Exercise prompt: Beginning with the first entry, print all the records exactly.

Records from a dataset
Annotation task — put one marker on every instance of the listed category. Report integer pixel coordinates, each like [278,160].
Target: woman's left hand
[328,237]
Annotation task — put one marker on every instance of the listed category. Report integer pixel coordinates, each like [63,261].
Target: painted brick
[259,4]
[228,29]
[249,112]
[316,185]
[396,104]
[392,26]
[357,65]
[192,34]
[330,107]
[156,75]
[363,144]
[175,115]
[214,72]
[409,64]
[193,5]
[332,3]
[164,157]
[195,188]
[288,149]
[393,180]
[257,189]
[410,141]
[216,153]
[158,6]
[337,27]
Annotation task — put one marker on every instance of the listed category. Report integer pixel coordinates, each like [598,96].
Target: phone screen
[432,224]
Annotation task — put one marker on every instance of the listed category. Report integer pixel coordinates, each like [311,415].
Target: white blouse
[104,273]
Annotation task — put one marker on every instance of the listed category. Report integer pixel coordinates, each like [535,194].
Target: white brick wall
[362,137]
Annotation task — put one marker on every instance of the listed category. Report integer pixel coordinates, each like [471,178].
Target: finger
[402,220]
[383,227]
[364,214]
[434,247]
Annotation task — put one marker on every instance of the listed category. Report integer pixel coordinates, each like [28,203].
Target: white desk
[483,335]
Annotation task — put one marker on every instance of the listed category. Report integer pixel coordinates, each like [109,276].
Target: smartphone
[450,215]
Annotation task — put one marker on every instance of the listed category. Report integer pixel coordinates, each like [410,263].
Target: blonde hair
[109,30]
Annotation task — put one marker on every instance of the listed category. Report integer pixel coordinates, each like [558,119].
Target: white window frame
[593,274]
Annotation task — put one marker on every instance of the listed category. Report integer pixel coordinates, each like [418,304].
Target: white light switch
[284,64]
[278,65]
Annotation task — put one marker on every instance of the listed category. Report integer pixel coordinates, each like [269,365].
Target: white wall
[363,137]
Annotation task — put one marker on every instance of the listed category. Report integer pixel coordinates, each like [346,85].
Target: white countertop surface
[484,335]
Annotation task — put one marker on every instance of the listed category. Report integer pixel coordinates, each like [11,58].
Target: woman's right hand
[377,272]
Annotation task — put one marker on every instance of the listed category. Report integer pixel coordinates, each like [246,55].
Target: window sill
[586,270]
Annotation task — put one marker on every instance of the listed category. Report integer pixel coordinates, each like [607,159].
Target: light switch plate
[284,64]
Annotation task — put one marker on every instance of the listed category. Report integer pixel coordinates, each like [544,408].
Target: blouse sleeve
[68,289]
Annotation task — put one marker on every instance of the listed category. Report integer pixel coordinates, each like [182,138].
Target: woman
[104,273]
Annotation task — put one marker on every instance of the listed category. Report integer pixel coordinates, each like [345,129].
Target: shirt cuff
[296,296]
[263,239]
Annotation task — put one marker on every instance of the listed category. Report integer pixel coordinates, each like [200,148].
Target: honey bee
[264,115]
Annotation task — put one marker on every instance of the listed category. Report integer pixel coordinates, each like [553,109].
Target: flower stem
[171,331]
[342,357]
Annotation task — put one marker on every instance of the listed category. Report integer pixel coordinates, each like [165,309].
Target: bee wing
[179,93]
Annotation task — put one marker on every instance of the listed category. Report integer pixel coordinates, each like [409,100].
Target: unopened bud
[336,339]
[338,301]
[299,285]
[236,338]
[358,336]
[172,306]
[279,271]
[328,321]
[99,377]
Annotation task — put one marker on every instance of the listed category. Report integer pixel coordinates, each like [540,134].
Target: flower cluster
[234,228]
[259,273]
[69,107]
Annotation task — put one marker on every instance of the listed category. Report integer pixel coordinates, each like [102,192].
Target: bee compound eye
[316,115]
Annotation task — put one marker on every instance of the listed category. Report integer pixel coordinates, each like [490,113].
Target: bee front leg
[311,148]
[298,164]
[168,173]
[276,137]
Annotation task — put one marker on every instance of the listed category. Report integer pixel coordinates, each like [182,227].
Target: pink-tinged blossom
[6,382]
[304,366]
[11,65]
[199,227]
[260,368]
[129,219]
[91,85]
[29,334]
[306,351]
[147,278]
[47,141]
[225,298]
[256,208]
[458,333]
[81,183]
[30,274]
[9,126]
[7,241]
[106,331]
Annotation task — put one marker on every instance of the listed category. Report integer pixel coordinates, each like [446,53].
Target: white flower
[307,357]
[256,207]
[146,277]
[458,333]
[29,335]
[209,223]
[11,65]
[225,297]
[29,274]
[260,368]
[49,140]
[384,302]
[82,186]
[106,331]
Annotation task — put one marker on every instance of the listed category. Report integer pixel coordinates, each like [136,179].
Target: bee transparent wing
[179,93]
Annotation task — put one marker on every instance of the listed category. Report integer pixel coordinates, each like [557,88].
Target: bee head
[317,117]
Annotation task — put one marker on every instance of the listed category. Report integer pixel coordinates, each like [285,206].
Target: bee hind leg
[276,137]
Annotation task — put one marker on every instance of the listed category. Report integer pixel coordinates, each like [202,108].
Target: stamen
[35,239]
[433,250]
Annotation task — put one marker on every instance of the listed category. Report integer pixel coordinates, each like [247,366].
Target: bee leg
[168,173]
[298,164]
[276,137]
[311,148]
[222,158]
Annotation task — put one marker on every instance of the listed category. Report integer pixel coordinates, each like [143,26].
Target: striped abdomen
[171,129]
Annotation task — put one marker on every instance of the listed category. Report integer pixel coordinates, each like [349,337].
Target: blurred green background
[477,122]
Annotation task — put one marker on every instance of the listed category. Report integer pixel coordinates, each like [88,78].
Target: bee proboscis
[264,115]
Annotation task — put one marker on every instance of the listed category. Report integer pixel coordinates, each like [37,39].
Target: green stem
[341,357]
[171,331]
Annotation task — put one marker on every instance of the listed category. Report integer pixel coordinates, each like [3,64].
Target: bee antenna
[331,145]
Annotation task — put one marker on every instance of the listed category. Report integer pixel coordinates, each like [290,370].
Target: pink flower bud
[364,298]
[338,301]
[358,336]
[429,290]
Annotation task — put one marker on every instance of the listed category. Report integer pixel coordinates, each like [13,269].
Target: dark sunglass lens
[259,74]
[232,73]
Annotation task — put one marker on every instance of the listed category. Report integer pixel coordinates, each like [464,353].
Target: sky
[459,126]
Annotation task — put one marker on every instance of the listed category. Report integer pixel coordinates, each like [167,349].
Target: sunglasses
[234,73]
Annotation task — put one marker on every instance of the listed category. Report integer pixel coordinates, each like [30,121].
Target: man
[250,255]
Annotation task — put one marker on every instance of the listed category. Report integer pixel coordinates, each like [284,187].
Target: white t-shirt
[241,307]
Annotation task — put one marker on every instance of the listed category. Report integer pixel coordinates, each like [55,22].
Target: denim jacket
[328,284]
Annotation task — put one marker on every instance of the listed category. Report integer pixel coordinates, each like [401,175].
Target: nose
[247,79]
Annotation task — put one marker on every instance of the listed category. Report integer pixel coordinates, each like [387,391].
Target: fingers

Your solution:
Annotation task — put one marker on every instance of the listed category. Report integer pixel coordinates, each like [278,160].
Target: woman's left hand
[328,237]
Annotation task — put one marker on every instance of the listed category. Report integer pixel coordinates, each like [63,261].
Target: painted brick
[259,4]
[228,29]
[249,112]
[316,185]
[396,104]
[392,26]
[357,65]
[192,34]
[330,107]
[156,75]
[363,144]
[175,115]
[214,72]
[409,64]
[193,5]
[332,3]
[164,157]
[195,188]
[288,149]
[393,180]
[257,189]
[410,141]
[216,153]
[158,6]
[337,27]
Annotation task — put one marker on every instance of the listed category. Report integer pixel coordinates, each like [598,96].
Target: phone screen
[432,224]
Annotation task — put one marker on every instance of the listed category. Report integer pixel coordinates, each like [311,415].
Target: white blouse
[104,273]
Annotation task — put one marker on every instance of the listed category. Report integer pixel coordinates, each like [535,194].
Target: white brick wall
[362,137]
Annotation task — put one marker on every instance of the listed category. Report integer pixel coordinates, each like [471,178].
Target: finger
[402,220]
[383,227]
[364,214]
[434,247]
Annotation task — put one marker on every instance of the listed category. Report integer pixel coordinates, each like [28,203].
Target: white desk
[483,335]
Annotation task — put one marker on every instance of the listed category. Report integer pixel coordinates, each like [109,276].
Target: smartphone
[450,215]
Annotation task — put one marker on every instance of the listed category. Report integer pixel coordinates, each like [410,263].
Target: blonde hair
[109,30]
Annotation task — put one marker on every instance of the listed category. Report integer pixel coordinates, each like [558,119].
Target: white window frame
[593,274]
Annotation task — put one marker on every instance of the listed category. Report integer pixel coordinates, each like [418,304].
Target: white light switch
[284,64]
[278,65]
Annotation task — put one marker on every instance of the listed category. Report integer pixel coordinates, each like [269,365].
Target: white wall
[363,137]
Annotation task — put one marker on every instance of the listed category. Report integer pixel coordinates, each like [346,85].
Target: white countertop surface
[484,335]
Annotation task — put one marker on every instance of the listed category. Report integer pixel coordinates, each like [11,58].
Target: woman's right hand
[377,272]
Annotation task — put one marker on every instance of the listed category. Report integer pixel coordinates, each like [246,55].
Target: window sill
[586,270]
Annotation task — put one marker on every instance of the listed category. Report integer pixel coordinates, each like [607,159].
Target: light switch plate
[284,64]
Annotation task — put one marker on every instance of the listed category. Report integer pixel coordinates, each like [544,408].
Target: blouse sleeve
[68,289]
Annotation task — put one marker on every instance of the listed category. Report integer pixel coordinates, each like [182,138].
Target: woman
[104,273]
Annotation task — put one marker on every instance of the listed category. Report integer pixel coordinates, each like [345,129].
Target: shirt cuff
[296,296]
[263,239]
Annotation task — put one marker on every instance of the listed category. Report integer pixel coordinates, each like [200,148].
Target: honey bee
[264,115]
Annotation task — put one marker on every instance of the listed category. Report integer pixel coordinates, each like [553,109].
Target: flower stem
[171,331]
[342,357]
Annotation task — put one marker on every instance of the listed category. Report integer pixel coordinates, each like [165,309].
Target: bee wing
[179,93]
Annotation task — put one marker on every instance of the listed category. Report integer pixel coordinates, each like [409,100].
Target: unopened bud
[336,339]
[338,301]
[299,285]
[236,338]
[358,336]
[172,306]
[279,271]
[328,321]
[99,377]
Annotation task — put one marker on every instance of the listed category. Report integer pixel coordinates, each like [540,134].
Target: flower cluster
[234,228]
[259,273]
[69,107]
Annotation task — put one marker on every instance of the listed category. Report integer pixel coordinates, each like [102,192].
Target: bee compound eye
[316,115]
Annotation task — put one marker on every instance of the listed category. Report integer pixel coordinates, each like [490,113].
Target: bee front leg
[311,148]
[298,164]
[168,173]
[276,137]
Annotation task — put one marker on every instance of the listed category. Report integer pixel coordinates, each like [182,227].
Target: pink-tinged blossom
[6,382]
[304,366]
[11,65]
[199,227]
[260,368]
[129,219]
[91,85]
[29,334]
[306,351]
[147,278]
[47,141]
[225,298]
[256,208]
[458,333]
[81,183]
[30,274]
[9,126]
[7,241]
[106,331]
Annotation task — put one marker on every instance of the listed category. Report integer pixel coordinates, each like [446,53].
Target: white flower
[307,357]
[256,207]
[146,277]
[458,333]
[29,335]
[209,223]
[11,65]
[225,297]
[29,274]
[260,368]
[49,140]
[384,302]
[82,186]
[106,331]
Annotation task — put one marker on every instance of the listed category. Report integer pixel coordinates, each like [136,179].
Target: bee transparent wing
[179,93]
Annotation task — put one marker on every instance of the listed category. Report integer pixel coordinates, each like [557,88].
Target: bee head
[317,117]
Annotation task — put one marker on every instance of the listed category. Report integer pixel coordinates, each like [285,206].
Target: bee hind leg
[276,137]
Annotation task — put one marker on every instance of the listed category. Report integer pixel coordinates, each like [202,108].
Target: stamen
[35,239]
[433,250]
Annotation task — put one marker on every instance of the listed category. Report integer pixel coordinates, each like [247,366].
Target: bee leg
[168,173]
[298,164]
[276,137]
[311,148]
[222,158]
Annotation task — put one marker on every instance of the listed category. Report integer pixel coordinates, each like [143,26].
Target: striped abdomen
[171,129]
Annotation task — put one marker on every instance of the listed category. Report integer pixel coordinates, each like [349,337].
Target: blurred green background
[477,122]
Annotation task — put one marker on every instance of the listed category. Report integer pixel coordinates, each like [88,78].
Target: bee proboscis
[264,115]
Annotation task — put one marker on every instance of the listed category. Report integer pixel coordinates, each like [37,39].
Target: green stem
[341,357]
[171,331]
Annotation task — put one marker on every instance of the listed category. Report integer pixel coordinates, each like [3,64].
Target: bee antenna
[331,145]
Annotation task — put one marker on every instance of the listed category. Report integer pixel coordinates, each like [290,370].
Target: pink flower bud
[364,298]
[338,301]
[358,336]
[429,290]
Annotation task — put one marker on every instance of the listed category. Report integer pixel coordinates, each like [13,269].
Target: dark sunglass lens
[259,74]
[232,73]
Annotation task — put one marker on every instance of the listed category. Report integer pixel coordinates, each like [464,353].
Target: sky
[459,126]
Annotation task — put one marker on every instance of the listed category. Report integer pixel coordinates, each like [167,349].
Target: sunglasses
[234,73]
Annotation task — put one marker on every instance of the listed category. Report integer pixel coordinates, each like [30,121].
Target: man
[250,255]
Annotation task — put one marker on every instance of the listed category. Report integer pixel coordinates, each like [284,187].
Target: white t-shirt
[241,307]
Annotation task — put one marker on every instance of the listed category. Report integer pixel coordinates, each like [55,22].
Target: denim jacket
[328,284]
Annotation task — put one marker on every instance of the listed category. Report integer pixel coordinates, each like [401,175].
Target: nose
[247,79]
Annotation task — put one marker on every instance of the listed category. Report integer pixel coordinates, each like [387,391].
Target: fingers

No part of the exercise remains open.